Read the data and repeat all of it exactly.

------ Records for the task ------

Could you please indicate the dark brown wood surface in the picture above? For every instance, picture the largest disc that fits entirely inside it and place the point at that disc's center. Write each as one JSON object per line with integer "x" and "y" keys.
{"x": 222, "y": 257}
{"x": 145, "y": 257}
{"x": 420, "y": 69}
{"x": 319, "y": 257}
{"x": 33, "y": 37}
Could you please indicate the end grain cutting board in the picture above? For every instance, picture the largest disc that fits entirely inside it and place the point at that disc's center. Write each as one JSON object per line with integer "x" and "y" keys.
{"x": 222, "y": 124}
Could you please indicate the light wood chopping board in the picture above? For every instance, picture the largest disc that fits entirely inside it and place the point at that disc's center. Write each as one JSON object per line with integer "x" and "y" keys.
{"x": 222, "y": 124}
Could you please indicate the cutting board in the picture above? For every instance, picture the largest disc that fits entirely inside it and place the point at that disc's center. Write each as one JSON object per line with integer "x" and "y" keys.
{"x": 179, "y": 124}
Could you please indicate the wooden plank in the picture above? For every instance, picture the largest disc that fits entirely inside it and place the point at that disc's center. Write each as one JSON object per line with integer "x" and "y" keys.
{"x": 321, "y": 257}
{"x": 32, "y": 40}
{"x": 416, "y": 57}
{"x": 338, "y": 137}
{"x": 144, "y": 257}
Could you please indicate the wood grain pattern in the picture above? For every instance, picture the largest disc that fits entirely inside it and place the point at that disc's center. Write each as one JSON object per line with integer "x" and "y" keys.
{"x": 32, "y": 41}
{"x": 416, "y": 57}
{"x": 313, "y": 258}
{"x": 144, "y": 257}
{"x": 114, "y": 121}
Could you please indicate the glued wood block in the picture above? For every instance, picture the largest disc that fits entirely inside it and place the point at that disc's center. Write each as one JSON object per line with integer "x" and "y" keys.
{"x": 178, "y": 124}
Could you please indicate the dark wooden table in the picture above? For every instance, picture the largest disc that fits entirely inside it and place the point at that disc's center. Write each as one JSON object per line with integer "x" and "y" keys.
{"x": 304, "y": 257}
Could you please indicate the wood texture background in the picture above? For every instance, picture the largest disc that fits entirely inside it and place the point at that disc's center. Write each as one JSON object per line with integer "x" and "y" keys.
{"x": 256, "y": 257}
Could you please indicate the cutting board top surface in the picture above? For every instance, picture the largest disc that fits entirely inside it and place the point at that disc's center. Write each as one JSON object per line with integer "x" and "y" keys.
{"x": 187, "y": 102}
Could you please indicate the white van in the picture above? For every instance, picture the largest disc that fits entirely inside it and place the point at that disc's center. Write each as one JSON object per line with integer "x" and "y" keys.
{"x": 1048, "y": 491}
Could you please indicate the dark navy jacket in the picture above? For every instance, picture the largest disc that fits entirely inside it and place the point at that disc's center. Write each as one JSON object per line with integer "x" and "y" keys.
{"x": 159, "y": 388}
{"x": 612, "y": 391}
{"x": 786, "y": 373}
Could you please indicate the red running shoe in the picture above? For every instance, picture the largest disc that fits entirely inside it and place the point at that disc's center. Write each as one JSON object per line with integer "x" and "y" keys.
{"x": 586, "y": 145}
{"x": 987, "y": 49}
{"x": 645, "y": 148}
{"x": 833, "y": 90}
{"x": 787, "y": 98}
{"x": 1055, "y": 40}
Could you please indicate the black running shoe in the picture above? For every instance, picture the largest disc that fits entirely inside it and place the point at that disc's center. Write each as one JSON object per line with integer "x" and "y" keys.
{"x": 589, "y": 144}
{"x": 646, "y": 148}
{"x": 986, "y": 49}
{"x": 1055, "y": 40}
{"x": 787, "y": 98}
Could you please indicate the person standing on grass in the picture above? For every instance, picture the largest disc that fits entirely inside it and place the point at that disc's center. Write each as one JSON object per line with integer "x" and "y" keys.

------

## Solution to this problem
Could you please indicate the dark brown wood surface in the picture above? For every instance, picture the largest disc that fits entirely inside it and place the point at that disc's center. Write each as one JSON object per line with integer "x" and "y" keys.
{"x": 222, "y": 257}
{"x": 145, "y": 257}
{"x": 420, "y": 69}
{"x": 319, "y": 257}
{"x": 33, "y": 37}
Could you please indicate the end grain cutting board in the picture above? For every instance, picture the largest disc that fits entirely inside it and place the point at that disc's center. Write each as one JSON object per line with integer "x" and "y" keys.
{"x": 222, "y": 124}
Could you please indicate the light wood chopping board in the picture above? For every instance, picture the largest disc that fits entirely inside it and place the point at that disc's center. Write each as one JSON object per line with integer "x" and "y" keys.
{"x": 222, "y": 124}
Could you please indicate the cutting board in the picture above? For every instance, picture the largest disc that fits entirely inside it and place the point at that disc's center. Write each as one JSON object per line with integer "x" and "y" keys.
{"x": 179, "y": 124}
Could you please indicate the wooden plank in the picture above? For every instance, picture the largest disc that fits entirely inside it and place the point at that disc's center. Write each as one JSON object per line with integer "x" and "y" keys.
{"x": 321, "y": 257}
{"x": 32, "y": 40}
{"x": 416, "y": 57}
{"x": 338, "y": 137}
{"x": 144, "y": 257}
Could you please indicate the wood grain pattern in the picture above? For every instance, picture the largest disc that fits entirely inside it and place the point at that disc's center. Write each as one JSON object per line with integer "x" and "y" keys.
{"x": 32, "y": 41}
{"x": 416, "y": 57}
{"x": 313, "y": 258}
{"x": 144, "y": 257}
{"x": 114, "y": 121}
Could you please indicate the glued wood block in the picture above? For every instance, picture the largest disc that fits entirely inside it and place the point at that disc's center. Write each as one JSON object per line with integer "x" and "y" keys.
{"x": 178, "y": 124}
Could you please indicate the dark wooden table in the picture above? For every instance, picture the largest disc that fits entirely inside it and place the point at that disc's center. Write each as one JSON object per line with integer "x" and "y" keys.
{"x": 304, "y": 257}
Could you please indicate the wood texture background in the picture above? For every instance, picture the largest disc that fits entirely inside it and place the point at that disc's center. Write each as one JSON object per line with integer "x" and "y" keys.
{"x": 256, "y": 257}
Could you please indicate the cutting board top surface in the picture above? For every instance, picture the largest disc that fits entirely inside it and place the point at that disc's center. Write each as one JSON object per line with integer "x" and "y" keys.
{"x": 187, "y": 102}
Could you please indicate the white van in the picture above? For every instance, picture the largest disc that fits entirely inside it and place the point at that disc's center. Write each as one JSON object per line with integer "x" and "y" keys.
{"x": 1048, "y": 491}
Could you please indicate the dark navy jacket in the picture above? For every instance, picture the largest disc that fits entirely inside it and place the point at that disc's center. Write each as one JSON object per line with integer "x" and "y" keys.
{"x": 159, "y": 388}
{"x": 612, "y": 391}
{"x": 786, "y": 373}
Could you please indicate the red running shoe in the picture above? For every instance, picture the largest disc that fits entirely inside it and place the point at that disc's center. Write each as one JSON object per line with integer "x" and "y" keys.
{"x": 586, "y": 145}
{"x": 987, "y": 49}
{"x": 645, "y": 148}
{"x": 833, "y": 90}
{"x": 787, "y": 98}
{"x": 1055, "y": 40}
Could you please indicate the black running shoe in the picture above? For every instance, picture the largest disc that fits entirely inside it and place the point at that disc's center. Write each as one JSON object per line with integer "x" and "y" keys.
{"x": 589, "y": 144}
{"x": 646, "y": 148}
{"x": 986, "y": 49}
{"x": 1055, "y": 40}
{"x": 787, "y": 98}
Could you please indicate the person standing on grass in the picture above? For every instance, picture the largest disc that fits entirely inside it and place the point at that disc's center. Write each as one JSON object per line with integer "x" and "y" keys.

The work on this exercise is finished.